> Task directions:
Below are lines of data; restate word for word those running from the line containing "Target: white front door" to the line containing "the form [180,11].", inclusive, and no others.
Top of Dataset content
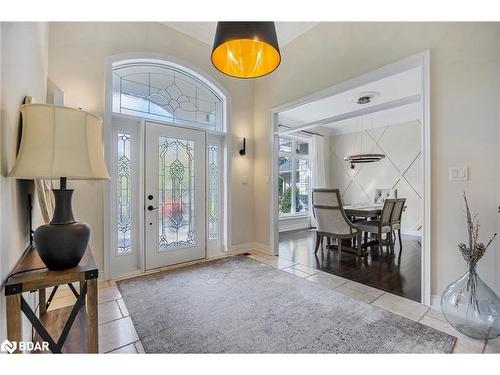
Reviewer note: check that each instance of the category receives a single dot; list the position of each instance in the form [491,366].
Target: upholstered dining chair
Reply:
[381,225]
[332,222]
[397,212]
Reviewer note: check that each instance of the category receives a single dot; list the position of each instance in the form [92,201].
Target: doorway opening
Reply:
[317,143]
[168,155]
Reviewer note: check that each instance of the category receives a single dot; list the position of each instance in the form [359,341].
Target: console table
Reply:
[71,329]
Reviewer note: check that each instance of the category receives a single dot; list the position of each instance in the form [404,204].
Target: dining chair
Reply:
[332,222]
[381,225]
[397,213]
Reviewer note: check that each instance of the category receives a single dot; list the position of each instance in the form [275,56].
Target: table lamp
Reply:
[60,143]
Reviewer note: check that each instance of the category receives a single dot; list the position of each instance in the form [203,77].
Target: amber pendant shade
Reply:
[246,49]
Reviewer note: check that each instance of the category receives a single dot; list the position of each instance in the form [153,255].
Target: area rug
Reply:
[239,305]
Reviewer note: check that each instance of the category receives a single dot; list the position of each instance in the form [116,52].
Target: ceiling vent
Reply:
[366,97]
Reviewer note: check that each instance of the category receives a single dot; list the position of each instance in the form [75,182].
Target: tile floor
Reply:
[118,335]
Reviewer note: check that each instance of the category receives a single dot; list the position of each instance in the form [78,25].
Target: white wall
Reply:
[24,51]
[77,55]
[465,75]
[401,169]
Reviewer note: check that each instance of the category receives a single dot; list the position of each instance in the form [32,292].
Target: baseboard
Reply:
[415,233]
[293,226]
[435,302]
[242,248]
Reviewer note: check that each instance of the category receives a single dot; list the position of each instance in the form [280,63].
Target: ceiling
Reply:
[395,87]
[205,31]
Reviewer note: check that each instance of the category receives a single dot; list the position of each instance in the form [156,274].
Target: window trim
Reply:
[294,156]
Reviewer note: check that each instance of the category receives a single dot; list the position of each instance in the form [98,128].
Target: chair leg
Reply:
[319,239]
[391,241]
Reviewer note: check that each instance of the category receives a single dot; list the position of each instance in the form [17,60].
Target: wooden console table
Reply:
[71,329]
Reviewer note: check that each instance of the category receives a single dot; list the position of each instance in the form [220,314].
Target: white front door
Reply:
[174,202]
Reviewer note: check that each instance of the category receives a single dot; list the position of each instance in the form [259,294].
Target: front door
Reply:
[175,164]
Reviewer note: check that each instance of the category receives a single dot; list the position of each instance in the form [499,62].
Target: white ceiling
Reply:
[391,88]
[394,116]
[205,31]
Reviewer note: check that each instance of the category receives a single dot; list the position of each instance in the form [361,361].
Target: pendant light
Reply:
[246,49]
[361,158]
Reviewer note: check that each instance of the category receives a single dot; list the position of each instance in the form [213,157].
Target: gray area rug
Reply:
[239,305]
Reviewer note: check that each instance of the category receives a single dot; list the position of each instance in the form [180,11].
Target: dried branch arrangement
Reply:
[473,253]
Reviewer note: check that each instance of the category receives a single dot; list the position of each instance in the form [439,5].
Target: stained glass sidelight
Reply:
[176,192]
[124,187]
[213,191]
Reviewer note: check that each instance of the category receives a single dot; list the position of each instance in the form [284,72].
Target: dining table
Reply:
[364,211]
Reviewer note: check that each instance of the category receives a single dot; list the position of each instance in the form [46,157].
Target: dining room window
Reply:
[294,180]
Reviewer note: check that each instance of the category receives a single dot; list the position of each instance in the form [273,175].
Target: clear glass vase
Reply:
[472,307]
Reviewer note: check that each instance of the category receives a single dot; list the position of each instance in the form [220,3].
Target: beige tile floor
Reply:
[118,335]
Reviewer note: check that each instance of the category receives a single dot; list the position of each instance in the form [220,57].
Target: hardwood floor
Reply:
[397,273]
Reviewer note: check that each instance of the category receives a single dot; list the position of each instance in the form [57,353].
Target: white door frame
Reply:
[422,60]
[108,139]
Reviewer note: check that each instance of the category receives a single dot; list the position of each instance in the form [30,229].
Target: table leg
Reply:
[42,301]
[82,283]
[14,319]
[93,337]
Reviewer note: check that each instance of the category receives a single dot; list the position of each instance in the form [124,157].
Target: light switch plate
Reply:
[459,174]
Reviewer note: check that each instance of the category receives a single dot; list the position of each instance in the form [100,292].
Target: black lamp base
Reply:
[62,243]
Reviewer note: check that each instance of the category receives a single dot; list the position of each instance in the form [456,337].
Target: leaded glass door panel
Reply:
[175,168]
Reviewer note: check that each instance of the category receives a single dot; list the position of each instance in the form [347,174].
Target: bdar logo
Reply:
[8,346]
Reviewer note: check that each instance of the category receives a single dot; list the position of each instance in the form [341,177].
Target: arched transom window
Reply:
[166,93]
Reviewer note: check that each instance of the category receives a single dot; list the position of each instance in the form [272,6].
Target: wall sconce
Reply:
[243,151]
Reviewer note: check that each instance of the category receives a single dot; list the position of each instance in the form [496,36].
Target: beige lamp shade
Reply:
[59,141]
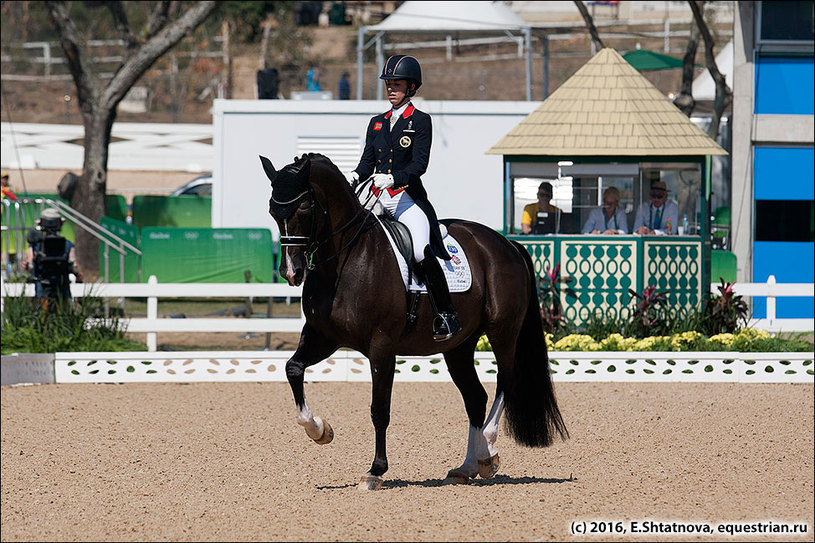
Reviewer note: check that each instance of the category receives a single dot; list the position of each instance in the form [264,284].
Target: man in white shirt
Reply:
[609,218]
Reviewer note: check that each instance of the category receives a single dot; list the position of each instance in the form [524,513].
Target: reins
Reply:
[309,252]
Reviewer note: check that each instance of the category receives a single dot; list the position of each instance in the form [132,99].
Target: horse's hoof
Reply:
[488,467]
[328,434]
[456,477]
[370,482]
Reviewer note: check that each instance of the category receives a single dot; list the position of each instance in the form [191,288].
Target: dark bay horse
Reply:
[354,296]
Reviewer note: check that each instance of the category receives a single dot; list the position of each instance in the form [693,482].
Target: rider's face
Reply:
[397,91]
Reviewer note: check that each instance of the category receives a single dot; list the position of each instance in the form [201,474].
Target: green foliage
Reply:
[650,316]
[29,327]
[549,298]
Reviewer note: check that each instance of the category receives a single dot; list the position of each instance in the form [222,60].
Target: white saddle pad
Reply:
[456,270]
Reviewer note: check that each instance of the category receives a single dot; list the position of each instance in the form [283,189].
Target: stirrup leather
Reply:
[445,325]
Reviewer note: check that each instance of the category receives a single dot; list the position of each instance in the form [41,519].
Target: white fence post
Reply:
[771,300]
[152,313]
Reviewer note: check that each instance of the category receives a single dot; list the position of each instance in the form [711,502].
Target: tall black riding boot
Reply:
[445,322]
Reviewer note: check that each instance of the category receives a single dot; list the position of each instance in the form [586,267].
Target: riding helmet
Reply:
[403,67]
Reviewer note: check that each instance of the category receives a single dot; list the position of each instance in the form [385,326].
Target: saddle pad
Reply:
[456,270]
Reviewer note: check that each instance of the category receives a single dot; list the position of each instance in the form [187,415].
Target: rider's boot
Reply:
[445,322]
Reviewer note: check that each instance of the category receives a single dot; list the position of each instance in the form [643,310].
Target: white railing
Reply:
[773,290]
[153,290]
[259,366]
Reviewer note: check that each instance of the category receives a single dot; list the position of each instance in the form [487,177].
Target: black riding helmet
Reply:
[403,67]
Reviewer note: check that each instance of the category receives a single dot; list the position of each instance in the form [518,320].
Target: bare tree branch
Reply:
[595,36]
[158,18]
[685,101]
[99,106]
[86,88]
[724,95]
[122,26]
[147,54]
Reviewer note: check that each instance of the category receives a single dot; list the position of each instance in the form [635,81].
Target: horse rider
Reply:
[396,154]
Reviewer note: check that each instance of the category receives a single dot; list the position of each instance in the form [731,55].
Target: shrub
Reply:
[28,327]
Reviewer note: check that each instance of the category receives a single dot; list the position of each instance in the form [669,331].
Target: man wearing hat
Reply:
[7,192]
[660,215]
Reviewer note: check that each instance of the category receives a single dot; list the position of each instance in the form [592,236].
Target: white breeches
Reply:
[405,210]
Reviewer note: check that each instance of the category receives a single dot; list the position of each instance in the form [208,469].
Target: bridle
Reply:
Bottom of Dataset content
> Answer:
Target: white front door
Reply:
[174,202]
Reviewer note: check that each instance of the category receives a single dot; list the position of each instance in the form [259,294].
Target: front door
Reply:
[175,164]
Reviewer note: check that each instance of the category receives a single dot; list the position of each instance in the form [499,62].
Target: white ceiling
Reply:
[391,88]
[394,116]
[205,31]
Reviewer note: check that each instance of the category receives a single dot; list the position of each instance in the form [361,361].
Target: pendant light
Reply:
[246,49]
[361,158]
Reviewer note: check that each instance of the category receives a single dot; list the position of each instance in the form [213,157].
Target: gray area rug
Reply:
[239,305]
Reviewer note: check that each instance of the category receives a single dot; list the position of each instance in the form [180,11].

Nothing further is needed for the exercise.